*Material for this exercise*.

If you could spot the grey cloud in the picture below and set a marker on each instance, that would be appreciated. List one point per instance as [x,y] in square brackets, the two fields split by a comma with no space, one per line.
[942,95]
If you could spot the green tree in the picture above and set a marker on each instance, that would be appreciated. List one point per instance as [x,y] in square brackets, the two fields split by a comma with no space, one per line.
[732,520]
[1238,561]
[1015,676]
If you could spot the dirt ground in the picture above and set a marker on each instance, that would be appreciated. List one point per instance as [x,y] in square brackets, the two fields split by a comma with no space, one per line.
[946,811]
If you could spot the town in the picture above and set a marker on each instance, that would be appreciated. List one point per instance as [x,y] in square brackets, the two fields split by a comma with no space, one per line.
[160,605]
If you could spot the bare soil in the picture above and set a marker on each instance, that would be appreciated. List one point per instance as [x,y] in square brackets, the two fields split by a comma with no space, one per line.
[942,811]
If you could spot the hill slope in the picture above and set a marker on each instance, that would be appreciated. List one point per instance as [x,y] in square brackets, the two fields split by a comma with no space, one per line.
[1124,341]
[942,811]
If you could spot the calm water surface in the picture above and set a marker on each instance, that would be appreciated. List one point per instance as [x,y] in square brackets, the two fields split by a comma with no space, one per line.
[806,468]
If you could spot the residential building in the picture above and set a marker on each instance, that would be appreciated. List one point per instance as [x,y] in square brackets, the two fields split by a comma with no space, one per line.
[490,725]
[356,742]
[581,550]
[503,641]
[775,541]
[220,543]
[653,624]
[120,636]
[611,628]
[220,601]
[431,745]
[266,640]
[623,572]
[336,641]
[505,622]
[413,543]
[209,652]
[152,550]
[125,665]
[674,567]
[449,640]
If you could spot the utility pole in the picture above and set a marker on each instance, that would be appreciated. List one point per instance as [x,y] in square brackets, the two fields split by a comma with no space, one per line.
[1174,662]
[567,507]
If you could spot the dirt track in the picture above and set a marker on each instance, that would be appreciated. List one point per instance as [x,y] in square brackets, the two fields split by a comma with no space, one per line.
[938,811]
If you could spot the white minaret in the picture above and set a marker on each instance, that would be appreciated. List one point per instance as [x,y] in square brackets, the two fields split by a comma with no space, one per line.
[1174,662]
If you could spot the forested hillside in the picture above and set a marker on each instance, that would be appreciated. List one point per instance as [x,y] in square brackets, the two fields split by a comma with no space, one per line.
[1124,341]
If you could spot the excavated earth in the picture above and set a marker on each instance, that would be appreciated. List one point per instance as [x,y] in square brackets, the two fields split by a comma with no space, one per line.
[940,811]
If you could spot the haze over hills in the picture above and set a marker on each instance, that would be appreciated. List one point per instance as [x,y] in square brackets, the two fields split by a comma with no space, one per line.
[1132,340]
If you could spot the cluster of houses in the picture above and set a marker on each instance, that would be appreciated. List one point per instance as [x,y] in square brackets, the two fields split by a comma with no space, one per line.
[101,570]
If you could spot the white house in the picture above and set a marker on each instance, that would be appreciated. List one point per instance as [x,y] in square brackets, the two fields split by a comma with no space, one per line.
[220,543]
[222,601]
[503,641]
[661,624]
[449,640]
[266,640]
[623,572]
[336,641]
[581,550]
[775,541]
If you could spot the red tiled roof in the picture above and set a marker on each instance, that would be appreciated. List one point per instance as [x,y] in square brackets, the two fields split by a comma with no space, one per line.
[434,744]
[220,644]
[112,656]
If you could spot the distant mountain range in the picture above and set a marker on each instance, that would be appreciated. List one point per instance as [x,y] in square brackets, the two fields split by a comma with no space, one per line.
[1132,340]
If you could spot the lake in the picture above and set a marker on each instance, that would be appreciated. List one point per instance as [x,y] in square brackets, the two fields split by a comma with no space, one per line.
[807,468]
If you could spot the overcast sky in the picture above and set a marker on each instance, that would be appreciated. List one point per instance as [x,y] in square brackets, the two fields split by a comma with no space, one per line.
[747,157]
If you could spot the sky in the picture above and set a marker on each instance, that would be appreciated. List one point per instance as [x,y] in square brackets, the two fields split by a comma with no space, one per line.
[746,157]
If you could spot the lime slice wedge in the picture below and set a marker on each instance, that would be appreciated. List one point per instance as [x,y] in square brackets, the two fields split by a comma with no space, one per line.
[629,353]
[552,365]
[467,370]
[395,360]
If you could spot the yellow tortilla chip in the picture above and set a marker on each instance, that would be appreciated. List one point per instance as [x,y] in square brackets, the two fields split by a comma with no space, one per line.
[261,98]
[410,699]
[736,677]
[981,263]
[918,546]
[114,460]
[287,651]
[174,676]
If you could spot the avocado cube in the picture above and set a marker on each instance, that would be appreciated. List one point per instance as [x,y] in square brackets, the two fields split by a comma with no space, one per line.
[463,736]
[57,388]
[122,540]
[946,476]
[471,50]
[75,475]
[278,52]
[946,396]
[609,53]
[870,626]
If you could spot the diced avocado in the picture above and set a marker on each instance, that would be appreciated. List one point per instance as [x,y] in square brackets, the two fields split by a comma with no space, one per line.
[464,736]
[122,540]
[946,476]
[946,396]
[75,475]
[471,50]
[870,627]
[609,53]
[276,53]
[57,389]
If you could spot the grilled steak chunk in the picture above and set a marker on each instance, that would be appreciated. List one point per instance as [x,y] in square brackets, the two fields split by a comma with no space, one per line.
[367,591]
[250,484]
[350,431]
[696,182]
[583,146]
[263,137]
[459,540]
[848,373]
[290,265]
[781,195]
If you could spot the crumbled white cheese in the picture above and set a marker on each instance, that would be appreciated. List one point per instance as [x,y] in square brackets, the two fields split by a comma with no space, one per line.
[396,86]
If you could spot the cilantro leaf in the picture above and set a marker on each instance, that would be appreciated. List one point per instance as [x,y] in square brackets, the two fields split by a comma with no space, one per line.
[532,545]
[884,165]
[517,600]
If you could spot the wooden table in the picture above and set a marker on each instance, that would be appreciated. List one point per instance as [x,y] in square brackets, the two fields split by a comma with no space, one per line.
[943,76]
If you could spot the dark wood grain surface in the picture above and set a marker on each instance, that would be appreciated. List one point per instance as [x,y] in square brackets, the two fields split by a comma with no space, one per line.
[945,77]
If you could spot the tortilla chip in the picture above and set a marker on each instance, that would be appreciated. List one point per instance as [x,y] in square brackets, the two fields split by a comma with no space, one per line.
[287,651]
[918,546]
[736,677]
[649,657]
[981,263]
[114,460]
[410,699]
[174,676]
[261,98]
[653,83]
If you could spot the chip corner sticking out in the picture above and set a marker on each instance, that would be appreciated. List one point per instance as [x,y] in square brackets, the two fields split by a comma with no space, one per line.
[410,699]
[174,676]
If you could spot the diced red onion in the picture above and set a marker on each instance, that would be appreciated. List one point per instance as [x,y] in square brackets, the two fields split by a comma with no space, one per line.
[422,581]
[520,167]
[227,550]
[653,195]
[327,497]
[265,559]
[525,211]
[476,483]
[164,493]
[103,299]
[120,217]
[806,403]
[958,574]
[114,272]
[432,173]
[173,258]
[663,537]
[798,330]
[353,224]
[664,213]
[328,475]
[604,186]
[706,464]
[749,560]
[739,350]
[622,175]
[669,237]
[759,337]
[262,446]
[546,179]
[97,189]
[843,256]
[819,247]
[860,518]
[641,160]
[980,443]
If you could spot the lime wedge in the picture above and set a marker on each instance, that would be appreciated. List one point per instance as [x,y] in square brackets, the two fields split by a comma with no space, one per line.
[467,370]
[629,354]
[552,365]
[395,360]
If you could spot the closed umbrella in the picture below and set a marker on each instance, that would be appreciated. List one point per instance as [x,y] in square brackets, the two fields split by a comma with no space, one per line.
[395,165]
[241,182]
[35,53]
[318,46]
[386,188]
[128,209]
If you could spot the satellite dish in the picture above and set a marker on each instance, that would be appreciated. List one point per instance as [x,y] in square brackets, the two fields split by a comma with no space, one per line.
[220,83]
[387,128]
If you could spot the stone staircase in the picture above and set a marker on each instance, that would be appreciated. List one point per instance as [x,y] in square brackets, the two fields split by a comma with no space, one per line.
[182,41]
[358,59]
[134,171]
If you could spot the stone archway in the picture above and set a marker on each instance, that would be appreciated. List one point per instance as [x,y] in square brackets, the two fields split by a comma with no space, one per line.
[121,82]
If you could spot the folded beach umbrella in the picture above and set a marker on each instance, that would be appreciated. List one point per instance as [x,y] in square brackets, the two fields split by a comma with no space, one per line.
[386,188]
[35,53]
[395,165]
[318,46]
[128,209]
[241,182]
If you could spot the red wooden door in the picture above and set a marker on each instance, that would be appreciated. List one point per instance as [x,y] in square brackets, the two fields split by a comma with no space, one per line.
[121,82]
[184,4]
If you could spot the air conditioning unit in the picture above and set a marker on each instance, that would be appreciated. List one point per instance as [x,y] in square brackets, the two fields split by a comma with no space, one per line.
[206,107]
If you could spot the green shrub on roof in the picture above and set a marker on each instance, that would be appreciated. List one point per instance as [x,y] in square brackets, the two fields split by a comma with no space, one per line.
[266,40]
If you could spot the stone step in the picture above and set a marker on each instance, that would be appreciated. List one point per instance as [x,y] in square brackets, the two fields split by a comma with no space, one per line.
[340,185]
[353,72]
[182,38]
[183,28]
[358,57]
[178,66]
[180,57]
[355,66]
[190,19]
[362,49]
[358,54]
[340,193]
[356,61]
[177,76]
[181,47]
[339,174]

*Task statement*.
Output the line containing "If you could spot the green shrub" and all lines after it to the end of the records, exactly as given.

*Result*.
If you could spot the green shrub on roof in the picture above and set a marker on each instance, that would be appreciated. List one point per instance as [x,y] in square brackets, the two fields split by a comma with no space, one per line.
[266,40]
If you could spot the stone step in the picture above and set a marker on each instance, that would be appreciated. List one point per instance as [x,y] in square brackets, the two fields split by a comma with no space, one per line.
[340,185]
[353,72]
[182,38]
[183,28]
[358,57]
[178,66]
[180,57]
[355,66]
[190,19]
[362,49]
[358,54]
[340,193]
[356,61]
[177,76]
[181,47]
[339,174]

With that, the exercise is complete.